*JOB A:* Rewrite the part of the State v. Bruns case brief that opens with the words containing "State v. Bruns" and closes with "of damaging evidence.", putting "constitutional rights" in place of "rights".
*JOB B:*
Answer these questions from the State v. Bruns case brief below:
(i) What did police find in the search after arresting Lynette Edwards?
(ii) How long before the traffic stop did the armed robbery occur?
(iii) Which court reversed Bruns' armed robbery conviction before the State appealed?

*TEXT EXTRACT:*

State v. Bruns - 172 N.J. 40, 796 A.2d 226 (2002)

Rule:

Even under New Jersey's broad rule of standing for search and seizure purposes, there must be at a minimum some contemporary connection between the defendant and the place searched or the items seized. Suppression of the product of a Fourth Amendment violation can be successfully urged only by those whose rights were violated by the search itself, not by those who are aggrieved solely by the introduction of damaging evidence.

Facts:

Police stopped a driver, Lynette Edwards, for a traffic violation, and then arrested her when they discovered several outstanding warrants. In a search pursuant to that arrest, they discovered and impounded a knife and a toy gun. Later, it was discovered that those items were linked to an armed robbery that occurred a week before the traffic stop, in which John Bruns and Edwards were both implicated.  The Superior Court, Appellate Division (New Jersey), reversed Bruns’ armed robbery conviction on grounds that the evidence used to convict him should have been suppressed. The State appealed from that judgment reversing defendant's armed robbery conviction.

Issue:

Did the intermediate court err in reversing Bruns’ armed robbery conviction on grounds that the evidence used to convict him should have been suppressed?

Answer:

Yes

Conclusion:

The Supreme Court of New Jersey held that, even though N.J. Const. art. I, para. 7 was interpreted as providing broader standing to challenge warrantless searches than U.S. Const. amend. IV in that instead of having to show a reasonably expectation of privacy, a defendant was required to show only a personal, possessory interest in the items seized, Bruns failed to satisfy even that broad standard. His relationship to the evidence was attenuated in time, because the robbery had occurred a week earlier, and he asserted no ownership interest in the vehicle, which was searched pursuant to a valid arrest. There was no reason to think he had not abandoned whatever ownership interest he once had. The state supreme court reversed the the appellate division's judgment and reinstated Bruns' conviction.

*INFORMATION PROVIDED:*

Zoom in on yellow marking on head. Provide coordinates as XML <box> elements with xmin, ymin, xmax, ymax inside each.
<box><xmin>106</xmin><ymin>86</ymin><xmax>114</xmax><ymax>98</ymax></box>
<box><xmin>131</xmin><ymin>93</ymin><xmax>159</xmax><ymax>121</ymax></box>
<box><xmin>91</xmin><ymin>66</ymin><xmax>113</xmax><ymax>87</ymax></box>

*RESPONSE A:*
State v. Bruns - 172 N.J. 40, 796 A.2d 226 (2002)

Rule:

Even under New Jersey's broad rule of standing for search and seizure purposes, there must be at a minimum some contemporary connection between the defendant and the place searched or the items seized. Suppression of the product of a Fourth Amendment violation can be successfully urged only by those whose constitutional rights were violated by the search itself, not by those who are aggrieved solely by the introduction of damaging evidence.

*RESPONSE B:*
(i) A knife and a toy gun.
(ii) A week.
(iii) The Superior Court, Appellate Division (New Jersey).